──────── Document segment

Prosecutorial discretion and selective prosecution: enforcing protection after United States v. Armstrong.

Author:Poulin, Anne Bowen

I think the greatest and most frequent injustice occurs at the discretion end of the scale, where rules and principles provide little or no guidance, where emotions of deciding officers may affect what they do, where political or other favoritism may influence decisions, and where the imperfections of human nature are often reflected in the choices made.

Kenneth Culp Davis(1)

  1. Introduction

    Consider the following hypothetical: The United States Attorney for a particular district has received many allegations of election violations. The federal prosecutor's office does not have resources to investigate all the reports of election violations or to investigate possible unreported violations in the district. To focus the effort of the office, the United States Attorney decides to concentrate on the counties in which African-American politicians have made gains and to investigate only African-American politicians. Pursuing this racially-focused investigation, the prosecutor finds evidence that may prove Congresswoman Joan Smith, who is African-American, committed election violations. The prosecutor obtains an indictment charging her with those offenses and pursues the prosecution vigorously, hoping to make an example of Congresswoman Smith.(2)

    Surely this selection process raises serious concerns. It appears that the federal prosecutor has wielded power in a racially discriminatory manner. The prosecution may violate Ms. Smith's constitutional rights, but unfortunately, she may not even be able to obtain a meaningful hearing on the propriety of the prosecutor's actions. Although she may suspect that others were not prosecuted and she was singled out for an improper reason, she is unlikely to have proof In United States v. Armstrong,(3) the Supreme Court made it even more difficult for her to obtain access to information that would permit the court to explore her claims.

    The law does not dictate precisely how criminal defendants will be selected and, once selected, how they will be treated. Instead, the law accords police officers and prosecutors in our justice system discretion to make these decisions. The exercise of prosecutorial discretion, determining who will be prosecuted and how, sets the tone for the justice system. More importantly, by defining the contours and content of the justice system, it sets the tone for society as a whole.

    At least in theory, however, that discretion is limited by the Constitution. The Equal Protection and Due Process clauses forbid invidious discrimination in the exercise of prosecutorial discretion. The government may not select criminal defendants on improper grounds such as race or religious exercise. Thus, in some cases, the Constitution prohibits the government from pursuing criminal charges even though the defendant may have violated the criminal law. If our hypothetical congresswoman can prove that her selection was racially driven, then she can invoke the Constitution's protection to bar the prosecution regardless of whether she committed the charged offense. The constitutional violation lies in the discriminatory selection.

    Nonetheless, Congresswoman Smith may have difficulty invoking the constitutional protection. Although the courts recognize protection from improper selective prosecution as an abstract right, we have never achieved effective enforcement of that right. In Armstrong, the Supreme Court reduced the likelihood that we ever will, by reversing a decision granting discovery to defendants claiming improper selective prosecution and thus fortifing the barriers against defense discovery of evidence to support selective prosecution claims.

────────────────

# Exercise
Transcribe the stretch of the selective prosecution article from "The law does" through "as a whole.".

──────── Provided data

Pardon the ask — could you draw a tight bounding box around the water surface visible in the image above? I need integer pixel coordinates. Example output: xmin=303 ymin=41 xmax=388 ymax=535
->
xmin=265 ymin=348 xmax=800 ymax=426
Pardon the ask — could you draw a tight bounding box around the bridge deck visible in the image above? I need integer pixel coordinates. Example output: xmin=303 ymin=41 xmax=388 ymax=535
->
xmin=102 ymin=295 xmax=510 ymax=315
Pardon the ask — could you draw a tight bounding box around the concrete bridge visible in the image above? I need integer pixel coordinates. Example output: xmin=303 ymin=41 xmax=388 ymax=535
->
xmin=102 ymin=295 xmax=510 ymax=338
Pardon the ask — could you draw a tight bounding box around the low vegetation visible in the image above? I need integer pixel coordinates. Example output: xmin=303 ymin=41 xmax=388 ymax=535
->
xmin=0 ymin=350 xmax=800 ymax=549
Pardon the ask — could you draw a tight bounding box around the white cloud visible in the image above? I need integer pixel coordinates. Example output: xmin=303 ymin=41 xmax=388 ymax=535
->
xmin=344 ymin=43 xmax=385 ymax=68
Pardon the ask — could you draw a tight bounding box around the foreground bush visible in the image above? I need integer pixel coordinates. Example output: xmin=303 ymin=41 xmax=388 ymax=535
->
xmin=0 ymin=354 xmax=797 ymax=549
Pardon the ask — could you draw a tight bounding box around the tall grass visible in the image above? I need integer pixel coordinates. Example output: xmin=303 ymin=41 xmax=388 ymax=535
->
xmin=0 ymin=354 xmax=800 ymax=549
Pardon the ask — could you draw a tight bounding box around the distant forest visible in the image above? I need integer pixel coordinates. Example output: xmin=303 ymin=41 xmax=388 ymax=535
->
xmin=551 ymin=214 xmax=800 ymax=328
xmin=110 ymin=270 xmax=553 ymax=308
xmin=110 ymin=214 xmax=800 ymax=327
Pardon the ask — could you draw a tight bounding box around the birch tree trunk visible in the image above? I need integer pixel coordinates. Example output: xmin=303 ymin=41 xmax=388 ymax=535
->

────────────────

# Task result
The law does not dictate precisely how criminal defendants will be selected and, once selected, how they will be treated. Instead, the law accords police officers and prosecutors in our justice system discretion to make these decisions. The exercise of prosecutorial discretion, determining who will be prosecuted and how, sets the tone for the justice system. More importantly, by defining the contours and content of the justice system, it sets the tone for society as a whole.